*Lesetext*
The Glen oder Sir Glen, wie er gerne genannt wird, konnte für seine kraftvollen Arrangements wieder eine siebenköpfige Band unter der Leitung von Keyboarder Bruno Seletković gewinnen. Saxophonistin Catrin Groth setzt mit eingängigen Solos während diverser Blaseinsätze Akzente. Auch Schlagzeuger Jonas Wilms, Bassist Volker Kamp und Gitarrist Mirko van Stiphaut improvisieren mitunter, dem Jazz durchaus zugetan. Sie variieren Songs, indem sie sie in die Länge ziehen. Bei „1 on 1“ oder „Prove all your lovin’“ wiederholen Glen und seine Backgroundsänger Claudine Abusu-Omoyi, Monia Krüchten und Kevin Asiedu hymnisch stets die gleichen Songzeilen, sich rhythmisch wie in einem Gospelsong steigernd. Die dargebotenen Lieder kommen überwiegend aus Glens jüngstem Album Unexpected (2020) oder sind noch aktuelleren Datums.
Dunkel raunt The Glen mit kratzigem Bass oder Bariton. Seine tief liegende, rauchige Gänsehautstimme setzt er lasziv ein, wenn er selbstironisch mit kreischenden Ausrufen Akzente setzt. Glen wirbelt über die Bühne und unterstreicht spontane Publikumsansprachen mit einer lebendigen Mimik. Plötzlich blickt er ins Publikum und lacht: „Who’s talking? Oh yeah, I’m joking. I got to work on my jokes. Yeah, I’m an ordinary guy. Here we go.“ (dt.: Wer spricht? Ja, ich mache Witze. Ich muss an meinen Witzen arbeiten. Ich bin ein ganz normaler Typ. Jetzt geht es weiter.) Das Publikum lacht und klatscht begeistert.
Die Genres wechseln, mal erklingt die Musik balladenartig oder rockig, dann wird wieder Soul oder Blues dargeboten. Zwischen Songs werden kurz Instrumente abgestimmt, bevor der nächste Einsatz folgt. „Are you ready?“ meint Sir Glen, bevor sein kraftvoll dunkles Stimmorgan während „I don’t care“, „Groove that thang“ und „I said hey“ in einen markant formschönen Wechselgesang mit dem dreiköpfigen Backgroundchor tritt. Das Publikum klatscht rhythmisch mit.

*Extrahierte Einträge*

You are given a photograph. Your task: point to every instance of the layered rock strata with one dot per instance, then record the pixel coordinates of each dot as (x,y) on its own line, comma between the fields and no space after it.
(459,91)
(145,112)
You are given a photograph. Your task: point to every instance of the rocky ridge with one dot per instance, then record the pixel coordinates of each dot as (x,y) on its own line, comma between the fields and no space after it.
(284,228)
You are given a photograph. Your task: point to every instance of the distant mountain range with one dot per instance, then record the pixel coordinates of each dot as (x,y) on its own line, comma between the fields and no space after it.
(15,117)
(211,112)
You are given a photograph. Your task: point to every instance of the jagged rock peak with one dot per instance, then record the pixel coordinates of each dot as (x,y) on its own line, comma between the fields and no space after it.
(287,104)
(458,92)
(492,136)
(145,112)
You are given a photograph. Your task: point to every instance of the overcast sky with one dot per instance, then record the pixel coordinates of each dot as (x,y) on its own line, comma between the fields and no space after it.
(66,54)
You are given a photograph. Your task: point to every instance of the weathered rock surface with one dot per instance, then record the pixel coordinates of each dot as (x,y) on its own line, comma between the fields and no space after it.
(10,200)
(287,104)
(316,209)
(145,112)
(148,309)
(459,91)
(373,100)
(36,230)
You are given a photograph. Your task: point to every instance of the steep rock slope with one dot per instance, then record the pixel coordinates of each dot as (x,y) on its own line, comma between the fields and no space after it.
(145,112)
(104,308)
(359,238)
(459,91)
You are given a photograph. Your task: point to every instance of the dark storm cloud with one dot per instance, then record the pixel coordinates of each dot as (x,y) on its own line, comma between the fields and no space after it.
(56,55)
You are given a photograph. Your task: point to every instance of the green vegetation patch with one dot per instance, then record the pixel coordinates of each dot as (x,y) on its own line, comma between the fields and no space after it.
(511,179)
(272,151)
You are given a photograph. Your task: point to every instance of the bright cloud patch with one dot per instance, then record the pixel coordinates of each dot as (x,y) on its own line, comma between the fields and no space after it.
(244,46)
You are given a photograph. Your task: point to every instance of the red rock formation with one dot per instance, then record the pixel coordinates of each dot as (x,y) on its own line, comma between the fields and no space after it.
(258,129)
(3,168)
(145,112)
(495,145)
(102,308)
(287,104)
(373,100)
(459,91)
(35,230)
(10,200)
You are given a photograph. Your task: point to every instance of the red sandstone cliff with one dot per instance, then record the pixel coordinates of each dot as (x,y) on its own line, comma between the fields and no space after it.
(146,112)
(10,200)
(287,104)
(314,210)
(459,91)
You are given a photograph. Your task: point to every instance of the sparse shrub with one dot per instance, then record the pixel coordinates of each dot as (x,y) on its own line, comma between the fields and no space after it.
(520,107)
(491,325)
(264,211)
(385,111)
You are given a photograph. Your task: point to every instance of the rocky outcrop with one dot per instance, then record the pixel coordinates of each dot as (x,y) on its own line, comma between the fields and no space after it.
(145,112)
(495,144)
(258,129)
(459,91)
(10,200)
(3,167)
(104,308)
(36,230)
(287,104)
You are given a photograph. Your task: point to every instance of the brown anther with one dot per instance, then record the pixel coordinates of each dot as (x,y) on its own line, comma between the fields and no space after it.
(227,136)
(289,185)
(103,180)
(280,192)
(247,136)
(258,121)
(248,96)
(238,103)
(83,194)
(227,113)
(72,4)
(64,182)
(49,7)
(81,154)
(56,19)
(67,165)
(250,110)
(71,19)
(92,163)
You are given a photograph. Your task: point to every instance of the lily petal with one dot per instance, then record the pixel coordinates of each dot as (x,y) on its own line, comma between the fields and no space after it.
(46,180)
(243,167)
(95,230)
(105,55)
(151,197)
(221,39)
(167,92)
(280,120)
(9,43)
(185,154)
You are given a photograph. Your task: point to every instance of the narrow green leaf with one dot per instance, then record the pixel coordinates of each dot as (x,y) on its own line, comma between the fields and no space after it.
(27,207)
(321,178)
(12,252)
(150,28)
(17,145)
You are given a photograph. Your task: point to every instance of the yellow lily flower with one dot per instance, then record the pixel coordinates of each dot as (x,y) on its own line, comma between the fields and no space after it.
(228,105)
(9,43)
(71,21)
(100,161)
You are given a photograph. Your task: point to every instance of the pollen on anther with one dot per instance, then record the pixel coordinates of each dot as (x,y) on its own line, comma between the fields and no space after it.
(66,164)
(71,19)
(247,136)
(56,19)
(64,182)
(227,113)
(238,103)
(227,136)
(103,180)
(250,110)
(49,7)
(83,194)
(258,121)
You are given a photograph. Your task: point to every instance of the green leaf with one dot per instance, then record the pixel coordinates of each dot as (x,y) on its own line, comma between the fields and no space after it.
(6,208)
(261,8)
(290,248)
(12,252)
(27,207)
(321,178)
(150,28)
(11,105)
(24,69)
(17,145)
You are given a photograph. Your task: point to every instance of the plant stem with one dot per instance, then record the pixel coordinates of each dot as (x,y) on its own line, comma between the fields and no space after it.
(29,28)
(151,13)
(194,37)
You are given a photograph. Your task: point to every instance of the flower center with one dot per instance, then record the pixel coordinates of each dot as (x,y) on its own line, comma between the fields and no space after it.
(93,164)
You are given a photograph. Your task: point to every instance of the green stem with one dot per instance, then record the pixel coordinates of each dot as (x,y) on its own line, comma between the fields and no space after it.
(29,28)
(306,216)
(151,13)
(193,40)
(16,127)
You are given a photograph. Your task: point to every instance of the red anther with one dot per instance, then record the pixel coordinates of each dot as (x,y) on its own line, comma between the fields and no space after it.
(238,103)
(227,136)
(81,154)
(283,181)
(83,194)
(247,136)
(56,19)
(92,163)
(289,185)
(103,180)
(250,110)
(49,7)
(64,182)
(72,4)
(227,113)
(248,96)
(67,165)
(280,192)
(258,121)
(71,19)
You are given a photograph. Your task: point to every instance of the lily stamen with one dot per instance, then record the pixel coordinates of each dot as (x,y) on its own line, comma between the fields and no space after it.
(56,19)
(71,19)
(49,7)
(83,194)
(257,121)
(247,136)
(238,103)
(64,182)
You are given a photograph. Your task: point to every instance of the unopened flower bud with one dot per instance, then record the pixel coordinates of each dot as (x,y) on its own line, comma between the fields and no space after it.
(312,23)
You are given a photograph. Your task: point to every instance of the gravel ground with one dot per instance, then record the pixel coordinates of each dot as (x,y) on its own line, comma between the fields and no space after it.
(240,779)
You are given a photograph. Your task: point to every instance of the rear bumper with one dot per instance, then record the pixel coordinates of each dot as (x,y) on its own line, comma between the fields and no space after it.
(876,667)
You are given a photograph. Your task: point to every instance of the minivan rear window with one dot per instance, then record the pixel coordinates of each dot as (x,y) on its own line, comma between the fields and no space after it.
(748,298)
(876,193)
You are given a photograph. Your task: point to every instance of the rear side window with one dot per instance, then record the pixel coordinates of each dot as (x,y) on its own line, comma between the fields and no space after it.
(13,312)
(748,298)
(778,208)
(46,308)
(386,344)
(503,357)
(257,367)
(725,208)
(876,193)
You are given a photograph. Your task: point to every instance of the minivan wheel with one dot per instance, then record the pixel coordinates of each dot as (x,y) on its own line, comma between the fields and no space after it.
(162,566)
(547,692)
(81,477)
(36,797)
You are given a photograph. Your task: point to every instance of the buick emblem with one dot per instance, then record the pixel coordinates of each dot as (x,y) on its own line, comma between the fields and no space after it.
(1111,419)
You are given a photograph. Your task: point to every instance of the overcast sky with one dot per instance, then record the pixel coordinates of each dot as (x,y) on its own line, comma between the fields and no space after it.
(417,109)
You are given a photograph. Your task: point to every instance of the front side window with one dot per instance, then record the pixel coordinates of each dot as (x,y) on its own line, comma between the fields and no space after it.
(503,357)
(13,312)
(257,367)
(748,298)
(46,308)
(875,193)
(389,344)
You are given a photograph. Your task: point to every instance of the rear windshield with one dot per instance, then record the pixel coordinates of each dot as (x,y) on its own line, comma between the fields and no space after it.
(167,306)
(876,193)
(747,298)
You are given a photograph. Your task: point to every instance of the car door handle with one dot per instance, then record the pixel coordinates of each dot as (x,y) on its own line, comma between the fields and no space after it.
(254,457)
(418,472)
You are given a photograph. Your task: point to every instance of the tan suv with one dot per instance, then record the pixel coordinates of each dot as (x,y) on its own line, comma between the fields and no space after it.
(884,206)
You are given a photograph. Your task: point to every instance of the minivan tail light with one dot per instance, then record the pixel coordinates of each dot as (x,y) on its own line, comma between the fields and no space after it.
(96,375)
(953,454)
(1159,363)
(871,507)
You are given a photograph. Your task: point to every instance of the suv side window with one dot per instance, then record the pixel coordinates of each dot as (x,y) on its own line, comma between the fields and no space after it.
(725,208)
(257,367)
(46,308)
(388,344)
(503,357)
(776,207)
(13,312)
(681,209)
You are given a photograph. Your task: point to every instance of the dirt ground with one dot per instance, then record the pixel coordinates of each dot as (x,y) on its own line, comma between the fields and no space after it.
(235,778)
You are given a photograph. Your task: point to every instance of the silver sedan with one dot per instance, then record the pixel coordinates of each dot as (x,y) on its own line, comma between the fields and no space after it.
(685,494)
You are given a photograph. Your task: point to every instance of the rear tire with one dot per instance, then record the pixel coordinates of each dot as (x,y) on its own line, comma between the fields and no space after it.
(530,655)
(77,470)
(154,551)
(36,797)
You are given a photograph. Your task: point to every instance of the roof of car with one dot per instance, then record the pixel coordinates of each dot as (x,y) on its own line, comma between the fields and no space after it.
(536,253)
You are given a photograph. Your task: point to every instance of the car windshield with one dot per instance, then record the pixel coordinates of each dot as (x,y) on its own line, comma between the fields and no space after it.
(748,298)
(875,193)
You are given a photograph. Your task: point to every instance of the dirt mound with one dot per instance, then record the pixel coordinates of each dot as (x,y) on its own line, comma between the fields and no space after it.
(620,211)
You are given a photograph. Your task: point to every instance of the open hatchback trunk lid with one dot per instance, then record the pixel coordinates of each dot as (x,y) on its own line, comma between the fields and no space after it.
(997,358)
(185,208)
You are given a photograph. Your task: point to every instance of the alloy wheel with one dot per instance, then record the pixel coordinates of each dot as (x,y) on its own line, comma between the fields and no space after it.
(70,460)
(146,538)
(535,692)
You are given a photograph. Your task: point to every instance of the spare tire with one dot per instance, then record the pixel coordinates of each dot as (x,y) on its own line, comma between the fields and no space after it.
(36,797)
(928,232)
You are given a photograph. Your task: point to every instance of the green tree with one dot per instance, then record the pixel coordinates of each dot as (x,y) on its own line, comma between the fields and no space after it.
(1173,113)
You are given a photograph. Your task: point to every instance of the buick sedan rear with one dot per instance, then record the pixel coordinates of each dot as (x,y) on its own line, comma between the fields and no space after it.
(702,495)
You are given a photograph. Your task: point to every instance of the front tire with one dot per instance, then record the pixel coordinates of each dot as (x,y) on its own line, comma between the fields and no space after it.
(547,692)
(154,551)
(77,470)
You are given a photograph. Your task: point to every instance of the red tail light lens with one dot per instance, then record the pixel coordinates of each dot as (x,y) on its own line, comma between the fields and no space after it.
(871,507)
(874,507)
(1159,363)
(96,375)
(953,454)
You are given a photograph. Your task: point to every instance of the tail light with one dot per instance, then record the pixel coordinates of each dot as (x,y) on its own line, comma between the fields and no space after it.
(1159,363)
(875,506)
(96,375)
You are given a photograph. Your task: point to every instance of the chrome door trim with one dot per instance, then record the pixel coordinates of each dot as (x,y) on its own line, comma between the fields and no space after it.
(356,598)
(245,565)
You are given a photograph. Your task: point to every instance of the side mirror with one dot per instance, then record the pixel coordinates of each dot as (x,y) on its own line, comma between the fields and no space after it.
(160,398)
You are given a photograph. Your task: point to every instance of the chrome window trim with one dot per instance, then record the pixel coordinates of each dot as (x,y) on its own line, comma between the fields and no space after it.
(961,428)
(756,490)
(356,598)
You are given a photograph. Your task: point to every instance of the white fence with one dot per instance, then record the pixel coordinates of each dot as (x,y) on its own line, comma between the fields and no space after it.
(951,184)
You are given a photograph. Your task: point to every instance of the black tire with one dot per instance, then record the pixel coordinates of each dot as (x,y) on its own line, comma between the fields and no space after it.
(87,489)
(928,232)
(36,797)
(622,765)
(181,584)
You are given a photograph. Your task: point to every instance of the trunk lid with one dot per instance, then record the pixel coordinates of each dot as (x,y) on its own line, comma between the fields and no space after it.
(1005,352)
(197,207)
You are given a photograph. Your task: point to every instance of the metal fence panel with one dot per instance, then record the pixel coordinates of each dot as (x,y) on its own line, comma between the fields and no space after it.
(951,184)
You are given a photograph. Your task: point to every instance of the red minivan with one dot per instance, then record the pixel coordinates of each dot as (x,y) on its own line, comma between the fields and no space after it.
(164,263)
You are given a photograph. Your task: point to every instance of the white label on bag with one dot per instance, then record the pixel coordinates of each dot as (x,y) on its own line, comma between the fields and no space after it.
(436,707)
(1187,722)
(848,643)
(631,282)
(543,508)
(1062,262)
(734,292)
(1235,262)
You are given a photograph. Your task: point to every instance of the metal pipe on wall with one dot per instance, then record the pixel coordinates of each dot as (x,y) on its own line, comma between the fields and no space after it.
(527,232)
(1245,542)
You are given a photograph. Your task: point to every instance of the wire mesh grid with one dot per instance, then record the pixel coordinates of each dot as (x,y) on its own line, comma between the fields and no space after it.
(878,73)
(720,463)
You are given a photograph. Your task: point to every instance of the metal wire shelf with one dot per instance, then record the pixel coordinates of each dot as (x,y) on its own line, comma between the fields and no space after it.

*Schriftliche Aufgaben*
**A.** Gib den Abschnitt des Konzertberichts zwischen „Die Genres wechseln, mal“ und „klatscht rhythmisch mit.“ einschließlich wortgetreu wieder.
**B.** Wer leitet laut dem Konzertbericht die siebenköpfige Band?

*Antworten*
**A.**
Die Genres wechseln, mal erklingt die Musik balladenartig oder rockig, dann wird wieder Soul oder Blues dargeboten. Zwischen Songs werden kurz Instrumente abgestimmt, bevor der nächste Einsatz folgt. „Are you ready?“ meint Sir Glen, bevor sein kraftvoll dunkles Stimmorgan während „I don’t care“, „Groove that thang“ und „I said hey“ in einen markant formschönen Wechselgesang mit dem dreiköpfigen Backgroundchor tritt. Das Publikum klatscht rhythmisch mit.

**B.** Die Band wird von Keyboarder Bruno Seletković geleitet.